-------- Provided text --------

4.1                                 Beneficiary
Designation.  The Executive shall have the right, at any
time, to designate a Beneficiary(ies) to receive any benefits payable under
this Agreement to a Beneficiary upon the death of the Executive.  The Beneficiary designated under this
Agreement may be the same as or different from the Beneficiary designation
under any other plan of the Company in which the Executive participates.

 

4.2                                 Beneficiary Designation: Change. 
The Executive shall designate a Beneficiary by completing and signing
the Beneficiary Designation Form, and delivering it to the Plan Administrator
or its designated agent.  The
Executive’s Beneficiary designation shall be deemed automatically revoked if
the Beneficiary predeceases the Executive or if the Executive names a spouse as
Beneficiary and the marriage is subsequently dissolved.  The Executive shall have the right to change
a Beneficiary by completing, signing and otherwise complying with the terms of
the Beneficiary Designation Form and the Plan Administrator’s rules and
procedures, as in effect from time to time. 
Upon the acceptance by the Plan Administrator of a new Beneficiary
Designation Form, all Beneficiary designations previously filed shall be
cancelled.  The Plan Administrator shall
be entitled to rely on the last Beneficiary Designation Form filed by the Executive
and accepted by the Plan Administrator prior to the Executive’s death.

 

4.3                                 Acknowledgment.  No
designation or change in designation of a Beneficiary shall be effective until
received, accepted and acknowledged in writing by the Plan Administrator or its
designated agent.

 

4.4                                 No Beneficiary Designation.  If
the Executive dies without a valid beneficiary designation, or if all
designated Beneficiaries predecease the Executive, then the Executive’s spouse
shall be the designated Beneficiary.  If
the Executive has no surviving spouse, the benefits shall be made to the

 

4

 

personal
representative of the Executive’s estate.

-------- Material shown --------

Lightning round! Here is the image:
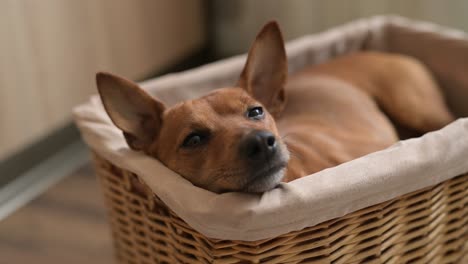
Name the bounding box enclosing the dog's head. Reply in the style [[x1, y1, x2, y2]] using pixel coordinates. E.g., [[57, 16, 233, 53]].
[[97, 22, 289, 192]]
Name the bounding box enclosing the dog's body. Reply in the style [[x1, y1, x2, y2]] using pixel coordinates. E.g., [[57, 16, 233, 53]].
[[277, 52, 453, 180], [97, 23, 453, 192]]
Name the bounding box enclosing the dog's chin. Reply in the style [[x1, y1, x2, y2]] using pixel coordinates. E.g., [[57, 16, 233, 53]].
[[241, 166, 286, 193]]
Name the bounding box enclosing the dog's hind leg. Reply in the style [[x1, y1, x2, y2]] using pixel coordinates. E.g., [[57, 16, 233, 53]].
[[373, 59, 455, 133]]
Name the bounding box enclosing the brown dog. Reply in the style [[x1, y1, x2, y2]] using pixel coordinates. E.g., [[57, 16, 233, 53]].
[[97, 22, 454, 192]]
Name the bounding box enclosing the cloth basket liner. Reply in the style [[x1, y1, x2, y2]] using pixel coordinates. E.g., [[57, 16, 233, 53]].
[[74, 16, 468, 241]]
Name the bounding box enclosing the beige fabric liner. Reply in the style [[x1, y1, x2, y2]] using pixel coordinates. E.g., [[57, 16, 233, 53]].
[[74, 16, 468, 241]]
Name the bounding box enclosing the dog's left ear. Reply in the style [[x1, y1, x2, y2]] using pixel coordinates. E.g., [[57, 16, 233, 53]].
[[238, 21, 288, 116]]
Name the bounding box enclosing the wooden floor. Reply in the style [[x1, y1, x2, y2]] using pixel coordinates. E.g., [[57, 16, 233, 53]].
[[0, 166, 115, 264]]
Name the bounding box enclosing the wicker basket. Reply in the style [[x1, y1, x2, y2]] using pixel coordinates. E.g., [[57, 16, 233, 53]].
[[94, 156, 468, 264], [78, 18, 468, 263]]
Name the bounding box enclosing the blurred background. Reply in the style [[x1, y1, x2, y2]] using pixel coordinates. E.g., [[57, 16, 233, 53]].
[[0, 0, 468, 263]]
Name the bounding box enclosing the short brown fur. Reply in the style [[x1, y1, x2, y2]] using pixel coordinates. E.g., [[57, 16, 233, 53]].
[[97, 22, 454, 192]]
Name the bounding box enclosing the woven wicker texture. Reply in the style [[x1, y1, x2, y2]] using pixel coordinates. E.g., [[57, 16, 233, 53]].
[[94, 156, 468, 264]]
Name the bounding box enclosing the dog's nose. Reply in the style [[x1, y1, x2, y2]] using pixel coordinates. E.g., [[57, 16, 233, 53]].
[[240, 130, 277, 160]]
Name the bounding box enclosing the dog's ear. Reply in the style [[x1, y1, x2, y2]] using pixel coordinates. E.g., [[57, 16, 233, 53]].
[[96, 72, 165, 150], [238, 21, 288, 116]]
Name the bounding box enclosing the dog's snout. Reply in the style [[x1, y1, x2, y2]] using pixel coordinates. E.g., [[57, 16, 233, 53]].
[[240, 130, 277, 160]]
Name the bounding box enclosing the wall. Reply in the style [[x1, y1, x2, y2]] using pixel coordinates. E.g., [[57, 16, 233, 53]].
[[0, 0, 205, 159], [214, 0, 468, 56]]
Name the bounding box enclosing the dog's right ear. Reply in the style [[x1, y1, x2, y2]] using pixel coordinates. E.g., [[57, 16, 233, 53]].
[[238, 21, 288, 116], [96, 72, 165, 150]]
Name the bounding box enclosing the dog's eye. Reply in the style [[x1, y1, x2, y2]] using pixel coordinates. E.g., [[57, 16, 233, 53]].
[[182, 132, 207, 148], [247, 106, 263, 119]]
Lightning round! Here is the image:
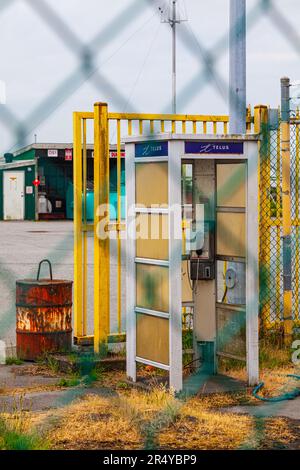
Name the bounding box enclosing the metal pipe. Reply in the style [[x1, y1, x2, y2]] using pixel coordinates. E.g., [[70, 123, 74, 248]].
[[229, 0, 246, 134], [171, 0, 177, 114], [281, 77, 293, 345]]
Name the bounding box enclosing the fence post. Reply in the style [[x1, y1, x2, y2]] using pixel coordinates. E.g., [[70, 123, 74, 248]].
[[281, 77, 293, 345], [73, 113, 83, 337], [254, 105, 271, 334], [94, 103, 110, 355]]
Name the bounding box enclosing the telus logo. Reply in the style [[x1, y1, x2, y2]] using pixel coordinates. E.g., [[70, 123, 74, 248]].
[[0, 80, 6, 104]]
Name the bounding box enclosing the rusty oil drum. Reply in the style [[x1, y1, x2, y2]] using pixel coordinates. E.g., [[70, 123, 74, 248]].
[[16, 260, 73, 360]]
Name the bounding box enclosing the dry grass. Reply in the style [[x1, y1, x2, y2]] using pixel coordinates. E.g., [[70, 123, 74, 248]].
[[159, 399, 253, 450], [2, 380, 300, 450]]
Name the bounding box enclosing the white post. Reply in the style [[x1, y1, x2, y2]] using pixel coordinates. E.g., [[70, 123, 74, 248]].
[[229, 0, 247, 134], [172, 0, 177, 114], [245, 142, 259, 386]]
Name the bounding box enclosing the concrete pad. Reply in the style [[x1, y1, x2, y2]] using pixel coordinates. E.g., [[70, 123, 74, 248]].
[[0, 364, 59, 390], [221, 397, 300, 420], [183, 371, 247, 396]]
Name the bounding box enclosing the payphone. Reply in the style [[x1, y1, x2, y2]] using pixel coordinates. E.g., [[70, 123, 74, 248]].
[[125, 134, 258, 390]]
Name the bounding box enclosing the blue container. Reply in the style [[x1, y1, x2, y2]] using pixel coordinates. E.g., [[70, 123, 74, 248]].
[[66, 183, 125, 222]]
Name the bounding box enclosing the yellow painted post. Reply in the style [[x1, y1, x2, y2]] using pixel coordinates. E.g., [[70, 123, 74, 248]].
[[254, 105, 271, 328], [276, 110, 282, 323], [139, 119, 143, 135], [94, 103, 110, 355], [295, 120, 300, 321], [246, 104, 251, 134], [128, 119, 132, 135], [281, 78, 293, 345], [73, 113, 83, 337], [117, 119, 122, 333]]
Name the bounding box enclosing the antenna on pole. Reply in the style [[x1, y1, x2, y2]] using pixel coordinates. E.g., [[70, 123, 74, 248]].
[[158, 0, 188, 114]]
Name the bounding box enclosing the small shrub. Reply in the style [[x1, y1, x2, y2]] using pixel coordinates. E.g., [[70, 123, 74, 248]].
[[5, 357, 24, 366]]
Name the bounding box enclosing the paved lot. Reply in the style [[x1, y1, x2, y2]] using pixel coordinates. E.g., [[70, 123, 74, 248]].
[[0, 221, 125, 347]]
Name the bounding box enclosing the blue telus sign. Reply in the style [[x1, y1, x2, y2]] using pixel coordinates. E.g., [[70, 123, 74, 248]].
[[185, 140, 244, 155], [135, 142, 168, 157]]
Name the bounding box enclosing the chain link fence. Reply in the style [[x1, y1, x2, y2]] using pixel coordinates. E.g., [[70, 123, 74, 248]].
[[260, 110, 300, 331]]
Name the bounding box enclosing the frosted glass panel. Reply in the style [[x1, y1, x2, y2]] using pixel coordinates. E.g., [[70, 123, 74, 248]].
[[135, 162, 168, 207], [217, 307, 246, 359], [217, 212, 246, 258], [136, 214, 169, 260], [217, 163, 246, 207], [136, 313, 169, 365]]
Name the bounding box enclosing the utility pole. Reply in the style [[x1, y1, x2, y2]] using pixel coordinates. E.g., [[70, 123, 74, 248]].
[[280, 77, 293, 346], [158, 0, 187, 114], [229, 0, 247, 134], [171, 0, 177, 114]]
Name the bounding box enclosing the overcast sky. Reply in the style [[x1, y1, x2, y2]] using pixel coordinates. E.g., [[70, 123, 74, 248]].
[[0, 0, 300, 153]]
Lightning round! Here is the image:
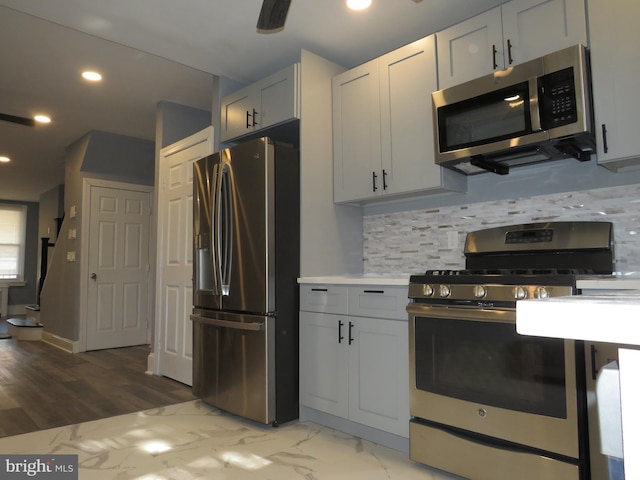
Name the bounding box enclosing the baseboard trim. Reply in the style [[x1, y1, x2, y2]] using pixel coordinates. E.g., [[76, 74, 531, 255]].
[[42, 327, 80, 353], [300, 405, 409, 453]]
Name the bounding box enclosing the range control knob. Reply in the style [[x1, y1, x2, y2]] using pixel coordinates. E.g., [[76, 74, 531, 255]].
[[473, 285, 487, 298], [538, 287, 549, 298], [514, 287, 527, 300]]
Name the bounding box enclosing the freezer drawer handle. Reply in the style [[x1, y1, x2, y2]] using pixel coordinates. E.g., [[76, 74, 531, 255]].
[[191, 315, 264, 332]]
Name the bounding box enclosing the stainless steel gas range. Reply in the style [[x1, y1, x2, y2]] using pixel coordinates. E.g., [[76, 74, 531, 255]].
[[407, 222, 613, 480]]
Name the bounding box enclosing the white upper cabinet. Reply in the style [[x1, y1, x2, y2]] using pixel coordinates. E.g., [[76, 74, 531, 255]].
[[436, 0, 587, 89], [589, 0, 640, 171], [220, 63, 300, 142], [333, 35, 466, 203]]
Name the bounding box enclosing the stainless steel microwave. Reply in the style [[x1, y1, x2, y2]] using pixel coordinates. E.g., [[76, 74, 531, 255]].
[[432, 45, 595, 175]]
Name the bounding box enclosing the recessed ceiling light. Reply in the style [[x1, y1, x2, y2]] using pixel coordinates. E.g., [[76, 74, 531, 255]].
[[82, 71, 102, 82], [33, 115, 51, 123], [347, 0, 371, 10]]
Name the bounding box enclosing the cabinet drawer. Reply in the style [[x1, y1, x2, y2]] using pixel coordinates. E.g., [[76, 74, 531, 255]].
[[300, 285, 349, 314], [349, 286, 408, 320]]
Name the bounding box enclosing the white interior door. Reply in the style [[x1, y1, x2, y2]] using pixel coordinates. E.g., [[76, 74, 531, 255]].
[[86, 185, 151, 350], [155, 127, 213, 385]]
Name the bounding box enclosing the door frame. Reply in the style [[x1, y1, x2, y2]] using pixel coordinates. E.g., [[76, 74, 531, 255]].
[[147, 125, 215, 375], [78, 178, 154, 352]]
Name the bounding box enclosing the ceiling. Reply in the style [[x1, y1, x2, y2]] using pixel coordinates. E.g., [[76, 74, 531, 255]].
[[0, 0, 504, 201]]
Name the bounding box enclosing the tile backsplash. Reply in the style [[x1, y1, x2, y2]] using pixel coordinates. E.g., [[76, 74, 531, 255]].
[[363, 184, 640, 275]]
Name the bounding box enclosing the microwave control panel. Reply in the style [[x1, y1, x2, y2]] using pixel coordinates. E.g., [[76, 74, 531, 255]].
[[538, 67, 578, 130]]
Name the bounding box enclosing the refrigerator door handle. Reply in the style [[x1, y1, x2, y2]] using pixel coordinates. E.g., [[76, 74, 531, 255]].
[[211, 164, 222, 295], [191, 315, 264, 332], [220, 162, 235, 295]]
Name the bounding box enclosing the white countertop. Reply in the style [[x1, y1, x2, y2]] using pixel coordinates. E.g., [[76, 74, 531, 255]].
[[516, 290, 640, 346], [576, 276, 640, 290], [298, 274, 410, 286]]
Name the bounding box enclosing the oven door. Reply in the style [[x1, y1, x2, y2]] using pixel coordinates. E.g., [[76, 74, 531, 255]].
[[407, 303, 583, 463]]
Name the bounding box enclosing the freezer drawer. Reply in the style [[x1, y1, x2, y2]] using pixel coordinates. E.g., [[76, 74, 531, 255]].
[[191, 312, 276, 424]]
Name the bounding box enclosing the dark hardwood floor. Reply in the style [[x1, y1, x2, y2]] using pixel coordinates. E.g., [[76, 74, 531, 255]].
[[0, 328, 195, 437]]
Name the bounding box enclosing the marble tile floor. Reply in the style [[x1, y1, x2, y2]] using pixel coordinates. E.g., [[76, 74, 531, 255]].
[[0, 400, 460, 480]]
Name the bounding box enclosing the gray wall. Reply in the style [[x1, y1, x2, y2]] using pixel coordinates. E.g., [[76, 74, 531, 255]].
[[40, 131, 155, 340]]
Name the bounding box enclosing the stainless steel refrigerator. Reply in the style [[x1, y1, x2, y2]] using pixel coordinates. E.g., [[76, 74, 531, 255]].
[[191, 138, 300, 425]]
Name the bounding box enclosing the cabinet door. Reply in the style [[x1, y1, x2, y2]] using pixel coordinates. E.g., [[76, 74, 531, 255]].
[[502, 0, 597, 67], [379, 35, 441, 194], [220, 85, 257, 141], [255, 63, 300, 129], [589, 0, 640, 169], [436, 7, 504, 89], [332, 60, 382, 202], [347, 317, 409, 437], [300, 312, 348, 418]]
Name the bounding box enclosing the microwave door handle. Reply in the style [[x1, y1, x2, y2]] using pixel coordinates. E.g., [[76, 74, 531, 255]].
[[211, 164, 222, 295], [529, 78, 542, 132]]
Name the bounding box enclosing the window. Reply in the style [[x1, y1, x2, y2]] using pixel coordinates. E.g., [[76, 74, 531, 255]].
[[0, 204, 27, 281]]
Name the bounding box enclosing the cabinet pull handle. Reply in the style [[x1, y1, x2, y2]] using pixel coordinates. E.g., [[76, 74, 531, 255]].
[[602, 123, 609, 153]]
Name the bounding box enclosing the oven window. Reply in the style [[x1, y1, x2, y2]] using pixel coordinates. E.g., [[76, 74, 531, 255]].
[[415, 317, 567, 418]]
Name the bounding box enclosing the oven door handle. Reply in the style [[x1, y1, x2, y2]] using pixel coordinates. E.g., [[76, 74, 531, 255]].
[[407, 303, 516, 324]]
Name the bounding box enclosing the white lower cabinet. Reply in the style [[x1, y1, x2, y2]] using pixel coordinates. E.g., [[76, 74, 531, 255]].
[[300, 285, 409, 438]]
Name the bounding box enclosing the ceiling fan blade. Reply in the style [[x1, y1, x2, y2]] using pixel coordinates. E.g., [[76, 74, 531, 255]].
[[256, 0, 291, 32], [0, 113, 36, 127]]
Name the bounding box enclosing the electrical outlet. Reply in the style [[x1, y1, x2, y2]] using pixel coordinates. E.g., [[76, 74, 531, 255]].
[[447, 232, 458, 249]]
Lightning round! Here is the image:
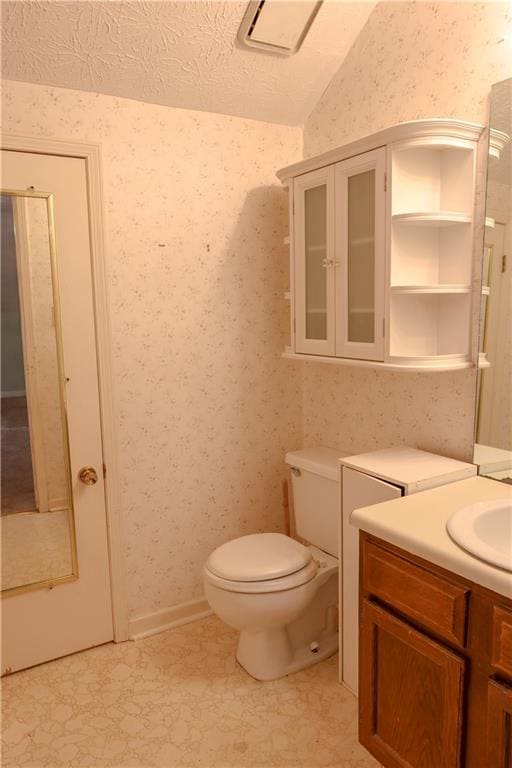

--------

Exercise brief:
Translate this sentence from the beneficiary provisions into Spanish: "No designation or change in designation of a Beneficiary shall be effective until received, accepted and acknowledged in writing by the Plan Administrator or its designated agent."

Response:
Ninguna designación ni cambio en la designación de un Beneficiario surtirá efecto hasta que el Administrador del Plan o su agente designado la haya recibido, aceptado y reconocido por escrito.